--- START OF Selected excerpt ---

04 September 2007

Workplace Changes

Things have been crazy since Friday - and it's only Tuesday.

My workplace is undergoing changes right now: funding is being negotiated, organizational structure is being dramatically altered, historical alliances are shifting, and many people, for reasons of their own, in key positions, just happen to be leaving at the same time. As a result the stress levels are high, the workload shifting and a bit unpredictable, tempers flare, and the meetings are ongoing and exhausting (& if you listen really hard in one you might just figure out what's really going on).

--- END OF Selected excerpt ---

▶ [What is asked]
1) Answer these about the blog post on workplace changes:
(a) On what date was the post written?
(b) What day of the week does the writer say it is?
(c) What is being negotiated at the writer's workplace?
2) In the blog post on workplace changes, rename "meetings" as "conferences" and give the passage again, starting with "Workplace Changes" and going on through "really going on).".
3) Write the next few sentences of the blog post about workplace changes, picking up after its last sentence.

--- START OF Data shown ---

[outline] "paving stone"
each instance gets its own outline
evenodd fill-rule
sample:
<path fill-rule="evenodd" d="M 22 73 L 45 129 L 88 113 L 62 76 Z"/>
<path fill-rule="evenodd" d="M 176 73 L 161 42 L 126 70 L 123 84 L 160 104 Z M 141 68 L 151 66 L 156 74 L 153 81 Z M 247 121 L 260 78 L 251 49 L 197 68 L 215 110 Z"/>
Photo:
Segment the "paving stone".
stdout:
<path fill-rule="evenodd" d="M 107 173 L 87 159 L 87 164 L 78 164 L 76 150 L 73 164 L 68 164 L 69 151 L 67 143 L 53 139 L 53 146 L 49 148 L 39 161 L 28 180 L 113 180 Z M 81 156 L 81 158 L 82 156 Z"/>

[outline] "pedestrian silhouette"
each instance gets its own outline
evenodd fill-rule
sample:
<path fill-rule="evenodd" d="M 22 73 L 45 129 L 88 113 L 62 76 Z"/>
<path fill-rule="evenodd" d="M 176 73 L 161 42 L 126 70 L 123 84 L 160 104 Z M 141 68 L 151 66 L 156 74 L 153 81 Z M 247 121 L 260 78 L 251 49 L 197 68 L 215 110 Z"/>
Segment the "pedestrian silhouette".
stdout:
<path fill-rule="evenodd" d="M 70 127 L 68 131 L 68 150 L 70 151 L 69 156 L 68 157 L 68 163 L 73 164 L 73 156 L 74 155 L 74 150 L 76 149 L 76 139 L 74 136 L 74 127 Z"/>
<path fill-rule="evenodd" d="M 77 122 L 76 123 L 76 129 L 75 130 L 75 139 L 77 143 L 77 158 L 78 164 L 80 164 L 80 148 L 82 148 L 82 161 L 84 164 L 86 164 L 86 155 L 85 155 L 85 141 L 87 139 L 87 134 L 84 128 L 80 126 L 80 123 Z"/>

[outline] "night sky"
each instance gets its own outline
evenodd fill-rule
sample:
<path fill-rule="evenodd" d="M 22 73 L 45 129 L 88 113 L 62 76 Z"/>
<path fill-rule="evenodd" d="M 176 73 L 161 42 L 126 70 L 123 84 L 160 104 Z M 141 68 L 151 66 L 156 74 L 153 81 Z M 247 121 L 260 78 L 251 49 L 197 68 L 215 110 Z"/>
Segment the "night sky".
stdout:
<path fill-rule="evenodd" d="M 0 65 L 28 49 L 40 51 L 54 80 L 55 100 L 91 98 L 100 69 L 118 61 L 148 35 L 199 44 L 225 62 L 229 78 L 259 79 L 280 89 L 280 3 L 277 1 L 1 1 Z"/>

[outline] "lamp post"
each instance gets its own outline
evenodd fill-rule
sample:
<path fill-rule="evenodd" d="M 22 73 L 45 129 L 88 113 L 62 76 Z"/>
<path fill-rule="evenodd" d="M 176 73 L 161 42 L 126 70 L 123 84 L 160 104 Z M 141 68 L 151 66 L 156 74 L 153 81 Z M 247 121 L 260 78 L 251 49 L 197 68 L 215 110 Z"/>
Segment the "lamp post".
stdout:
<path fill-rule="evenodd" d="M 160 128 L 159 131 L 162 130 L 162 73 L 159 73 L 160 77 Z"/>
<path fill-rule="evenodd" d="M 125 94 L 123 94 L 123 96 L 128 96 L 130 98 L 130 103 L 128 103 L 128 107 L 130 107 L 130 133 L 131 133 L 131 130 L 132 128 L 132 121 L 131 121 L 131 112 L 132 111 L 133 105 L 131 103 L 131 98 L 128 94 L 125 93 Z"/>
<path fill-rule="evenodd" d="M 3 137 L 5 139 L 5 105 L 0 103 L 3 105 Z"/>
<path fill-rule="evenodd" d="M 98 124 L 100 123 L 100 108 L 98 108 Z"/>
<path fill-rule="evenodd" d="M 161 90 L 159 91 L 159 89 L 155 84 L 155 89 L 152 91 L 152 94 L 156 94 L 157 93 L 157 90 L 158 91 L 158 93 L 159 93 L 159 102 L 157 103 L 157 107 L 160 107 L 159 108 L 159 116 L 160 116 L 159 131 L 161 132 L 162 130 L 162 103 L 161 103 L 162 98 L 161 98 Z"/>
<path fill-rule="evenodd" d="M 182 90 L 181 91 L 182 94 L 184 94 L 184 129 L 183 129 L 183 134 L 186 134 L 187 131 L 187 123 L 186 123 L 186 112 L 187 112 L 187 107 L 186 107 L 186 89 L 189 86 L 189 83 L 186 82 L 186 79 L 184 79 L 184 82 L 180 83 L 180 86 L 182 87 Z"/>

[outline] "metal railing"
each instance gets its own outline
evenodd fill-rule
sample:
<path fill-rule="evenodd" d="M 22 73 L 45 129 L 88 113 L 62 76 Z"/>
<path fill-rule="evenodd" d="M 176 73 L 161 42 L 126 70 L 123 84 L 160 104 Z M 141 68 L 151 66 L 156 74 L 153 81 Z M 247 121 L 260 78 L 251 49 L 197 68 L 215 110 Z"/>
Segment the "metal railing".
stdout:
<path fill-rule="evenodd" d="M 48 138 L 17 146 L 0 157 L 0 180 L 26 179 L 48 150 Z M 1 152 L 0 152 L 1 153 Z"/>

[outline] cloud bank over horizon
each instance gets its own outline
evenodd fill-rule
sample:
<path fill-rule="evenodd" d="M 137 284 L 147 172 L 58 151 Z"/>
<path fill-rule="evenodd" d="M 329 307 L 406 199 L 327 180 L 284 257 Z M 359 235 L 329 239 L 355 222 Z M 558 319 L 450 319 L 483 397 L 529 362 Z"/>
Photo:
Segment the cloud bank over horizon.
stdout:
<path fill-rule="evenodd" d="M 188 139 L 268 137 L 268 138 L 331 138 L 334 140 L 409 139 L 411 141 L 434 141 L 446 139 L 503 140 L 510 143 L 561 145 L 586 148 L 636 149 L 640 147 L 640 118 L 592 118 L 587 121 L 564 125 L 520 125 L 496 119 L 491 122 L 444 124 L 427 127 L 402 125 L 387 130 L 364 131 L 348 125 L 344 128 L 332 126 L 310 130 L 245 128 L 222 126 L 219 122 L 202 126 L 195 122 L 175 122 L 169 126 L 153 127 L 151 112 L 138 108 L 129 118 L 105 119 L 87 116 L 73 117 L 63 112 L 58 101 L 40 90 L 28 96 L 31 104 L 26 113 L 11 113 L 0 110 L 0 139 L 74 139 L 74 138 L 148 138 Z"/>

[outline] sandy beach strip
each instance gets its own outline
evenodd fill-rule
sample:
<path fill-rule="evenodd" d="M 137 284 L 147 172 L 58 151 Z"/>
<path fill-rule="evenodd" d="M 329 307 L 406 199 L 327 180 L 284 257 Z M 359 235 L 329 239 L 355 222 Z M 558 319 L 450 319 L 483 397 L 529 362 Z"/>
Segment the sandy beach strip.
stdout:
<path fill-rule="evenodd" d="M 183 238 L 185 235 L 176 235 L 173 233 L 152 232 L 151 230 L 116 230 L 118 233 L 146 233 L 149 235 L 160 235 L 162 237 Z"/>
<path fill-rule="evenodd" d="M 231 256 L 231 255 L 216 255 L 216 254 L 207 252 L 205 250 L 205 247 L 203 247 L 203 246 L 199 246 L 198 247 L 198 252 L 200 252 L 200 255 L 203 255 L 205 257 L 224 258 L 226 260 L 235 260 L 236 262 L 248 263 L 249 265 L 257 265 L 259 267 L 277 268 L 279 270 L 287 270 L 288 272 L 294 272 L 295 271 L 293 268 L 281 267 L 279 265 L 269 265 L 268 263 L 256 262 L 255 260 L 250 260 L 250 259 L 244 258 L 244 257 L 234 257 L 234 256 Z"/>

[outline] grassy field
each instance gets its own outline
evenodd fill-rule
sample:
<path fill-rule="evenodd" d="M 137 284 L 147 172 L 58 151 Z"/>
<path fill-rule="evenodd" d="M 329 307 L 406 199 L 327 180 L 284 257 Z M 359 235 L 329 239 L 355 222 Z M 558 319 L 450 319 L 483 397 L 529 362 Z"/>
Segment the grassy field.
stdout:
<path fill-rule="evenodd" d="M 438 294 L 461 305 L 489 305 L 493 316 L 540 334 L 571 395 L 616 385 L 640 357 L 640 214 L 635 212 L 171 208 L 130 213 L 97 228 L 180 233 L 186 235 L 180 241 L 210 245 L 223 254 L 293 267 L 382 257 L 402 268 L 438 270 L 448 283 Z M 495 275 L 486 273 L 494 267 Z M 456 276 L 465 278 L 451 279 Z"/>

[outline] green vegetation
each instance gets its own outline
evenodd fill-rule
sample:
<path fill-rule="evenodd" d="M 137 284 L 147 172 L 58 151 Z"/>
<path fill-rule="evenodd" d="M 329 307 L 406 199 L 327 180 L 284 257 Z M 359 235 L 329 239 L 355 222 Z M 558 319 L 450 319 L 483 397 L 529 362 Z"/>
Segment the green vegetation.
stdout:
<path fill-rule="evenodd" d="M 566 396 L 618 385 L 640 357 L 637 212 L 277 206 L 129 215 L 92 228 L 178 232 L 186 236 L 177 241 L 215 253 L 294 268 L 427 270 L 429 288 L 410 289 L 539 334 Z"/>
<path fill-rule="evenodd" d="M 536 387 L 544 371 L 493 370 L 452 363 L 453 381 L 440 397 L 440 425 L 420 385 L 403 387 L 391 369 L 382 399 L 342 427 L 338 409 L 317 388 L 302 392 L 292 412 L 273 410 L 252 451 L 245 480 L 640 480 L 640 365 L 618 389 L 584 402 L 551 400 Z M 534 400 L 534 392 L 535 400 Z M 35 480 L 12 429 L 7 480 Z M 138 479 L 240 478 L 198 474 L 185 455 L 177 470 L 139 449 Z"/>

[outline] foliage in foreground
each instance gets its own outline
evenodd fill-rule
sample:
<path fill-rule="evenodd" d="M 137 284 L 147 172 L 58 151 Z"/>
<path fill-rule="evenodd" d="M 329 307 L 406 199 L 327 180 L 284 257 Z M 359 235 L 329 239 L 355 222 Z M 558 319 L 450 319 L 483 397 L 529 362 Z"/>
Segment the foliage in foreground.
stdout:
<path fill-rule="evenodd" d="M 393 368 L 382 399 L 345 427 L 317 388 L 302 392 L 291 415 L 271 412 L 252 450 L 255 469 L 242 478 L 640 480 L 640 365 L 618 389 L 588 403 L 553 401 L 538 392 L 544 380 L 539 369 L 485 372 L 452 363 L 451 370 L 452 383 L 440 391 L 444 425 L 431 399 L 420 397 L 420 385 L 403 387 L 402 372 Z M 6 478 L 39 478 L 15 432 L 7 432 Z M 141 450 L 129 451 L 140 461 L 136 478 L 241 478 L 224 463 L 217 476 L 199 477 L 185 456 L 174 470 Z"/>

--- END OF Data shown ---

▶ [Expected responses]
1)
(a) 04 September 2007
(b) Tuesday
(c) Funding

2)
Workplace Changes

Things have been crazy since Friday - and it's only Tuesday.

My workplace is undergoing changes right now: funding is being negotiated, organizational structure is being dramatically altered, historical alliances are shifting, and many people, for reasons of their own, in key positions, just happen to be leaving at the same time. As a result the stress levels are high, the workload shifting and a bit unpredictable, tempers flare, and the conferences are ongoing and exhausting (& if you listen really hard in one you might just figure out what's really going on).

3)
Photo taken near Denali by a friend of mine in 2003

One of my colleagues in my "lab", i.e. on the same research grant & project as I am, is leaving at the end of this week. I hate to admit it but I must - I am looking forward to her going. This woman has not exactly been welcoming. I have approached her to ask her how to follow a certain protocol without her turning her head from her computer or even acknowledging my presence until I forced her to by repeatedly asking her if she has time. She is very capable of her job and this week everyone is singing her praises which I am sure she has earned. Meanwhile, I have been assigned to take over some of her tasks when she leaves and getting the required information from her feels like pulling teeth and leaves me feeling incompetent and frustrated. Working with her or around her makes me feel like I'm in high school again, complaints arrive to me through gossip, if I ask a question she stares at me as if I'm daft, and she is the leader of her own little clique.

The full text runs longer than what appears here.